§ **PROBLEM REQUIREMENTS**
Return every one of the rows below unchanged, reproducing each line character for character.

————————

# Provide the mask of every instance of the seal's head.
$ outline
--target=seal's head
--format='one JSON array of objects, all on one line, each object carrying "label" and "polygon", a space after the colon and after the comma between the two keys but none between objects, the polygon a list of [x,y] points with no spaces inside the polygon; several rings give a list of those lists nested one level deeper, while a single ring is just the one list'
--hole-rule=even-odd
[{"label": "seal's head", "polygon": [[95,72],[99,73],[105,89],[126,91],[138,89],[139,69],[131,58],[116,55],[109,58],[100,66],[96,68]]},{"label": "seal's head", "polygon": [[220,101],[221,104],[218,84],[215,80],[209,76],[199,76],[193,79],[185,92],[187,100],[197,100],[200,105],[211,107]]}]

————————

§ **OUTPUT BELOW**
# Provide the mask of every instance of the seal's head.
$ outline
--target=seal's head
--format='one JSON array of objects, all on one line, each object carrying "label" and "polygon", a space after the colon and after the comma between the two keys but none between objects, the polygon a list of [x,y] points with no spaces inside the polygon; several rings give a list of those lists nested one level deeper, while a single ring is just the one list'
--hole-rule=even-odd
[{"label": "seal's head", "polygon": [[95,72],[99,73],[105,89],[126,91],[138,89],[139,69],[131,58],[116,55],[109,58],[100,66],[96,68]]},{"label": "seal's head", "polygon": [[220,101],[221,104],[218,84],[215,80],[209,76],[199,76],[193,79],[185,92],[187,100],[197,100],[200,105],[211,107]]}]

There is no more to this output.